Brooklyn pass for first-time pot offenders
13:46 Wed Jul 9 2014
The district attorney in the New York borough of Brooklyn has announced he will no longer prosecute thousands of people arrested each year in possession of pot.
Kenneth Thompson said on Tuesday limited law enforcement resources could be better used elsewhere and that petty offenders should not be saddled with a criminal record for a minor, non-violent offence.
In 2013, his office processed more than 8500 cases of marijuana possession, more than two-thirds of which were dismissed by judges.
Thompson denied that the policy amounts to or should be interpreted as approval of marijuana.
The policy does not apply to those who smoke pot in public or in the presence of children, those already convicted or to child offenders who will be "redirected on to a healthier path".
"Cases will be dismissed ... for those with little or no criminal record, but we will continue to prosecute marijuana cases which most clearly raise public health and safety concerns," he said.
A report last year found that nearly half a million people were arrested for marijuana possession across New York between 2002 and 2012, 85 per cent of them young blacks and Latinos.
Processing the arrests clocked up more than a million hours of police work, said the report by the Drug Policy Alliance, which favours the decriminalisation of the substance.
New York on Monday became the 23rd state in the US to legalise marijuana for medical use to help patients with cancer, HIV, Parkinson's, epilepsy and certain other conditions.

Aim of the exercise:
Update the marijuana article from "Kenneth Thompson said" up to and including "dismissed by judges.", changing "Tuesday" to "Wednesday". Work only from the marijuana article.

Data:
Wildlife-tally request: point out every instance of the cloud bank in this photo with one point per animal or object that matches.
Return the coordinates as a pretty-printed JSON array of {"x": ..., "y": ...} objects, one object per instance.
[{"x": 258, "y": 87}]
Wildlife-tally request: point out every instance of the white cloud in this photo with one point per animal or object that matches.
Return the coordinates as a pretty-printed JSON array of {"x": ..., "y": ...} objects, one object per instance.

Reply to the exercise:
Kenneth Thompson said on Wednesday limited law enforcement resources could be better used elsewhere and that petty offenders should not be saddled with a criminal record for a minor, non-violent offence.
In 2013, his office processed more than 8500 cases of marijuana possession, more than two-thirds of which were dismissed by judges.